> **Instruction**
How many lines in the records below contain the word "damaged"? Reply with only the number.

Point placement records
::::

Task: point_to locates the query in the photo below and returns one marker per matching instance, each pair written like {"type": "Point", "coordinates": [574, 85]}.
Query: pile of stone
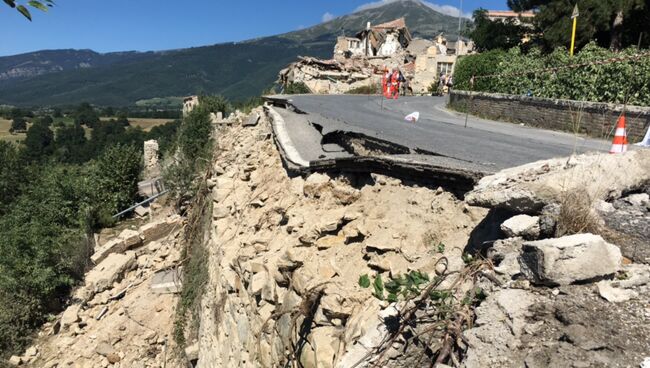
{"type": "Point", "coordinates": [573, 298]}
{"type": "Point", "coordinates": [118, 317]}
{"type": "Point", "coordinates": [286, 254]}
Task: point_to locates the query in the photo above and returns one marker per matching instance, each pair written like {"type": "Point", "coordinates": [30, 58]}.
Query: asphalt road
{"type": "Point", "coordinates": [490, 144]}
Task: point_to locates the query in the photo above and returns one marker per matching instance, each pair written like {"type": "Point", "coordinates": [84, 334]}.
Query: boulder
{"type": "Point", "coordinates": [110, 270]}
{"type": "Point", "coordinates": [15, 360]}
{"type": "Point", "coordinates": [523, 226]}
{"type": "Point", "coordinates": [528, 188]}
{"type": "Point", "coordinates": [112, 246]}
{"type": "Point", "coordinates": [157, 230]}
{"type": "Point", "coordinates": [70, 316]}
{"type": "Point", "coordinates": [568, 259]}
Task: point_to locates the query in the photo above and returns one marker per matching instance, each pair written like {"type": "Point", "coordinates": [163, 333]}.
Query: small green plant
{"type": "Point", "coordinates": [378, 285]}
{"type": "Point", "coordinates": [364, 281]}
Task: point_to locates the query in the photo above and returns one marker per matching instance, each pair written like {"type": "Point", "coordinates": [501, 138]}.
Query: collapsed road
{"type": "Point", "coordinates": [348, 132]}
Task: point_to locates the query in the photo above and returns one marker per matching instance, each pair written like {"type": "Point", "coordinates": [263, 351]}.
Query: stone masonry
{"type": "Point", "coordinates": [598, 119]}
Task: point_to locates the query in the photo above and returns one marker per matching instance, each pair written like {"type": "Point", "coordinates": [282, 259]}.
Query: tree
{"type": "Point", "coordinates": [18, 125]}
{"type": "Point", "coordinates": [39, 142]}
{"type": "Point", "coordinates": [40, 5]}
{"type": "Point", "coordinates": [70, 144]}
{"type": "Point", "coordinates": [119, 170]}
{"type": "Point", "coordinates": [86, 115]}
{"type": "Point", "coordinates": [490, 35]}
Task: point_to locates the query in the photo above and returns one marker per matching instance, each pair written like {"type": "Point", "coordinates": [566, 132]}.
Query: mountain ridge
{"type": "Point", "coordinates": [237, 70]}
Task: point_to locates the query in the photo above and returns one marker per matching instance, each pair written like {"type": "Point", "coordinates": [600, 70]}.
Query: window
{"type": "Point", "coordinates": [444, 68]}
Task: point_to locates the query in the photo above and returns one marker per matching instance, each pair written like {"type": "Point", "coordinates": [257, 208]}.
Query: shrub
{"type": "Point", "coordinates": [370, 89]}
{"type": "Point", "coordinates": [296, 88]}
{"type": "Point", "coordinates": [518, 73]}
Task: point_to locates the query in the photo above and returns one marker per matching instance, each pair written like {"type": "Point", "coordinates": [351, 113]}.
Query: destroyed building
{"type": "Point", "coordinates": [358, 62]}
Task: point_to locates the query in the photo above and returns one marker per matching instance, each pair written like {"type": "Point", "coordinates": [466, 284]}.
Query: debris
{"type": "Point", "coordinates": [412, 117]}
{"type": "Point", "coordinates": [167, 282]}
{"type": "Point", "coordinates": [614, 295]}
{"type": "Point", "coordinates": [572, 258]}
{"type": "Point", "coordinates": [523, 226]}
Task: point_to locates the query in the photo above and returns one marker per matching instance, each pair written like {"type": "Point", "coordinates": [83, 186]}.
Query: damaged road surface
{"type": "Point", "coordinates": [348, 132]}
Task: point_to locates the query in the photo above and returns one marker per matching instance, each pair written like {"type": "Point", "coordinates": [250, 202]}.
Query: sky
{"type": "Point", "coordinates": [146, 25]}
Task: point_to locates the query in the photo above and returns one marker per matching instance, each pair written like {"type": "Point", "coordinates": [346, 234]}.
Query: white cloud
{"type": "Point", "coordinates": [327, 17]}
{"type": "Point", "coordinates": [444, 9]}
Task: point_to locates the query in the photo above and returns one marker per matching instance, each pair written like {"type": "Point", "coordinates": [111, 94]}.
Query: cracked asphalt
{"type": "Point", "coordinates": [489, 144]}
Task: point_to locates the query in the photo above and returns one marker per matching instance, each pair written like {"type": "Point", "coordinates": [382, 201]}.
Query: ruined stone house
{"type": "Point", "coordinates": [359, 61]}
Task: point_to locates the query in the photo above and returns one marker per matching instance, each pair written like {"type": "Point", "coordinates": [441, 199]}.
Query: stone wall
{"type": "Point", "coordinates": [598, 119]}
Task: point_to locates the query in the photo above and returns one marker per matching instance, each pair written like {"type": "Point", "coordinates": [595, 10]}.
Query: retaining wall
{"type": "Point", "coordinates": [598, 119]}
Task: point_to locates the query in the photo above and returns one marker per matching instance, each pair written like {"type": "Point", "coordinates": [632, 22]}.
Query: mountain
{"type": "Point", "coordinates": [236, 70]}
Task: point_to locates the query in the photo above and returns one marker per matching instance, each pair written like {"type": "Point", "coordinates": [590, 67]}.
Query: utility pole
{"type": "Point", "coordinates": [574, 16]}
{"type": "Point", "coordinates": [460, 23]}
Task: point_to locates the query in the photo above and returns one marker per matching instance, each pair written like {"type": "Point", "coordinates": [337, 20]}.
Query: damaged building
{"type": "Point", "coordinates": [358, 62]}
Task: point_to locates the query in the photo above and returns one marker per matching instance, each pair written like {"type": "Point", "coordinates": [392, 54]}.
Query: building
{"type": "Point", "coordinates": [383, 40]}
{"type": "Point", "coordinates": [358, 62]}
{"type": "Point", "coordinates": [517, 18]}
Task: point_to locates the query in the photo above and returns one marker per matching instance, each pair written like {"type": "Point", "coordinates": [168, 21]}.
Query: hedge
{"type": "Point", "coordinates": [611, 82]}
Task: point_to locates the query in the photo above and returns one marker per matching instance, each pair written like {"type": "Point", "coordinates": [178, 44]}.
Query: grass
{"type": "Point", "coordinates": [145, 123]}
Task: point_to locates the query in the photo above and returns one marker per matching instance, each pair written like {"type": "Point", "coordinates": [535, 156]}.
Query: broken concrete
{"type": "Point", "coordinates": [528, 188]}
{"type": "Point", "coordinates": [569, 259]}
{"type": "Point", "coordinates": [523, 226]}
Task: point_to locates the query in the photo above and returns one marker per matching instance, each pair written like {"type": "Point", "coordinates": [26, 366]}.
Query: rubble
{"type": "Point", "coordinates": [116, 319]}
{"type": "Point", "coordinates": [522, 226]}
{"type": "Point", "coordinates": [528, 188]}
{"type": "Point", "coordinates": [569, 259]}
{"type": "Point", "coordinates": [358, 62]}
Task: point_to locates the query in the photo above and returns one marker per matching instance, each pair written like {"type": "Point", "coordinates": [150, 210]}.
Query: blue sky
{"type": "Point", "coordinates": [143, 25]}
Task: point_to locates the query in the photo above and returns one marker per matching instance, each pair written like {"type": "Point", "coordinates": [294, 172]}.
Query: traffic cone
{"type": "Point", "coordinates": [619, 145]}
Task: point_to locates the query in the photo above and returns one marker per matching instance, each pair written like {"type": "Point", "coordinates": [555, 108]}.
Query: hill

::::

> **Exercise answer**
2